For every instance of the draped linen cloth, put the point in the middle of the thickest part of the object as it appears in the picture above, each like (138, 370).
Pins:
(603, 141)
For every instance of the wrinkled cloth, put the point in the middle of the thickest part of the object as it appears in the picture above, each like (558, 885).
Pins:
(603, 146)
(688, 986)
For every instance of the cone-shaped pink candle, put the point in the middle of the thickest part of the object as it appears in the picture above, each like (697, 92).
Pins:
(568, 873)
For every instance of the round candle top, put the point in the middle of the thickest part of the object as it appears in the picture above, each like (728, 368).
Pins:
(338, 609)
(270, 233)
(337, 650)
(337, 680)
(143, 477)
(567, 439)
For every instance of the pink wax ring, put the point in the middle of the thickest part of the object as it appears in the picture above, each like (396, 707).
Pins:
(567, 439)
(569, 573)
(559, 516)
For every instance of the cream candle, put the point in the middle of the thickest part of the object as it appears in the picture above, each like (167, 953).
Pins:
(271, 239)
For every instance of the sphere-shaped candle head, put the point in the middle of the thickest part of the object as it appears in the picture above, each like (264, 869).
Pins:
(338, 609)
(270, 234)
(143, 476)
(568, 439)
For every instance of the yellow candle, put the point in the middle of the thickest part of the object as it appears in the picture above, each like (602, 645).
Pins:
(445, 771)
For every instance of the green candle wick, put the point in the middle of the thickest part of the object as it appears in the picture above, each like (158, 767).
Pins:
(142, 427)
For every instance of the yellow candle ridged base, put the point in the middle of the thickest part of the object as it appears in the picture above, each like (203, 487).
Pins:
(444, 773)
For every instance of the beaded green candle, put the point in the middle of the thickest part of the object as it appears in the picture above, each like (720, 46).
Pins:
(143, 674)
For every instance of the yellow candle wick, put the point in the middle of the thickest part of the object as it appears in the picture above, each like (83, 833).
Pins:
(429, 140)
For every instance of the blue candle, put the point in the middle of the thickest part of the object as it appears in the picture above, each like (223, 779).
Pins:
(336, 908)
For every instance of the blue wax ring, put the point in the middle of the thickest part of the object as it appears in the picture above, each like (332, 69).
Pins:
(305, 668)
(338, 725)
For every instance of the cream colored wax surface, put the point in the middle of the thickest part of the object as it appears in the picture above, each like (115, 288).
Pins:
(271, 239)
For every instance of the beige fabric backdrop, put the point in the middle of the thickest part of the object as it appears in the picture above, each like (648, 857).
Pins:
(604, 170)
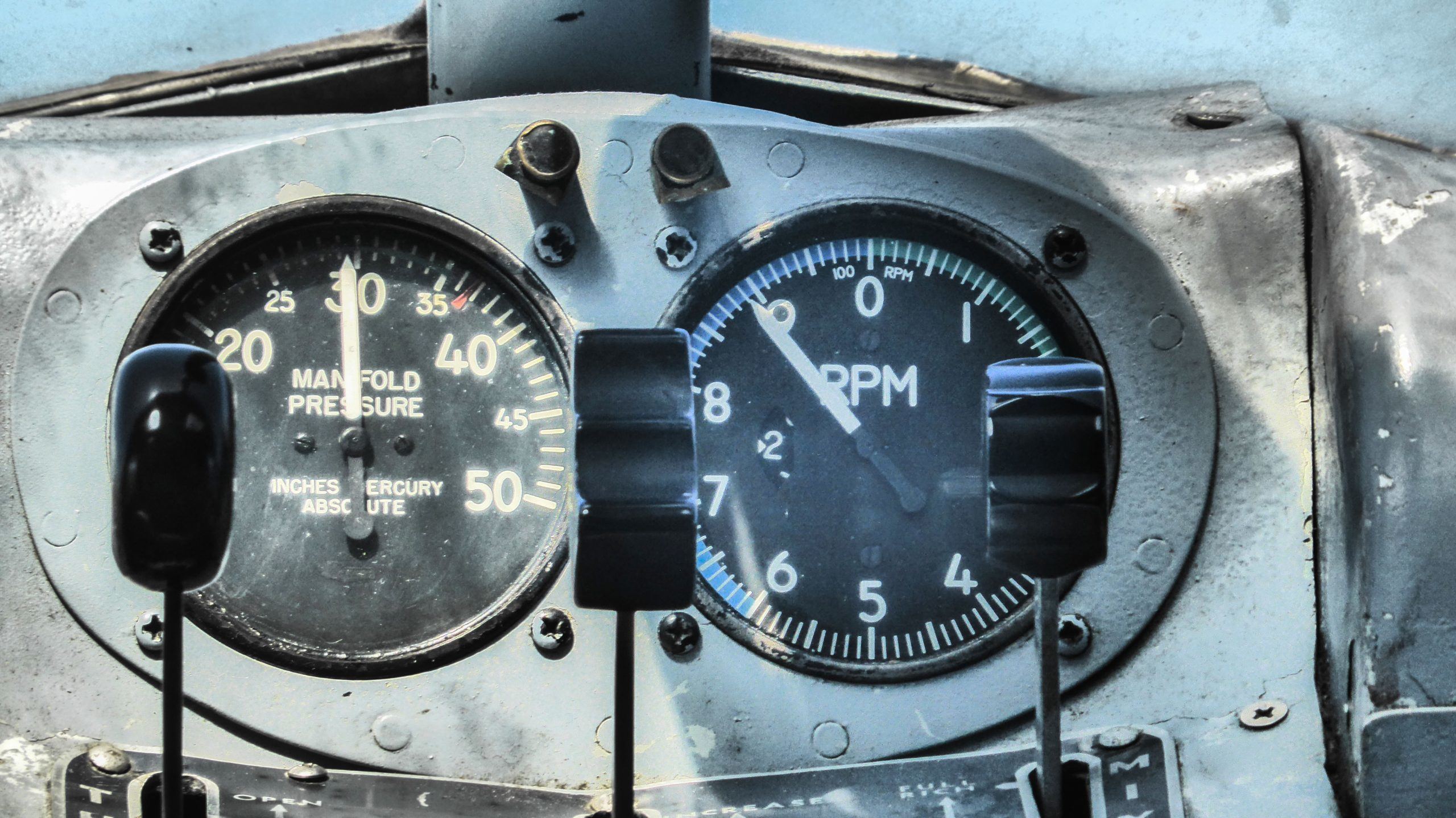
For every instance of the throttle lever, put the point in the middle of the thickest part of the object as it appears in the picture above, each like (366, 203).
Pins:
(172, 501)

────────────────────

_Task description_: Transcribe the entire listing above verbatim, line for line, but leave out the picture.

_Response below_:
For every instance of the draped linen cloth, put the point in the middle of the thickest part of the object as it appears in the picture above, each like (138, 370).
Pins:
(603, 141)
For every instance of the wrinkled cloth, put the point in the middle of the thickest part of the object as it appears in the picture above, each like (558, 885).
Pins:
(603, 146)
(688, 986)
For every instance of the cone-shaped pink candle, put the point in the middle of the thickest part of the object as it appears in the picture above, each like (697, 92).
Pins:
(568, 873)
For every instance of the round candle top, put the point in the middle of the thickest part of the object as it appears in the picture above, each like (728, 368).
Pins:
(338, 609)
(270, 233)
(337, 650)
(337, 680)
(143, 477)
(567, 439)
For every instance of the pink wax ring, put the point in the middle of the thickest part of the object as it appears in the picture above, each like (396, 707).
Pins:
(567, 439)
(569, 573)
(559, 516)
For every instance of the cream candle, put the point in the middle of the thickest part of the object as it appears in the picture above, each like (167, 953).
Pins:
(271, 239)
For every instance of the sphere-shaped candle head, put the point in the middle of the thickest part of the object as it appears in the picture above, each like (264, 869).
Pins:
(338, 609)
(270, 234)
(143, 476)
(568, 439)
For every instance of the yellow candle, put the point in the middle of the thickest part of the object as it appears in the picture above, each like (602, 645).
Pins:
(445, 771)
For every instance of the green candle wick, put the point in the middle of the thickest part of the object as it appears in the picture above, each like (158, 767).
Pins:
(142, 427)
For every instance of the yellow candle ridged base, put the point in the middle of the thickest part of the object as it appears in the picture above, each like (203, 487).
Pins:
(444, 773)
For every instance of the beaded green candle, put the point in the middle of the thickest part of the object as it appears in the picture above, each like (720, 46).
Pins:
(143, 674)
For every instance of the yellow candle wick, put the point in the middle of the thickest part of the object as it appears in the picture above, each like (83, 833).
Pins:
(429, 140)
For every instance of the blue candle, put the point in the middle of the thickest part of the object as it appears in the picture above, each like (223, 779).
Pins:
(336, 908)
For every instance of the blue wax ring, put the point in the middle of the thickest part of the object as it appears in the picture above, each like (332, 69).
Pins:
(305, 668)
(338, 725)
For every instance of the cream colored wax surface, put the point in the middle of the thickest part of the object as it appears in the picture above, each like (115, 288).
Pins:
(271, 239)
For every instance of the beige fabric backdrop, put the point in the middle of the thickest part of the object as it appears in the picture above, each like (648, 857).
Pins:
(604, 170)
For every instance of the throttle lever, put the point in the middle of the thickest part of the object as it appears in the picture above, each like (366, 203).
Pins:
(172, 501)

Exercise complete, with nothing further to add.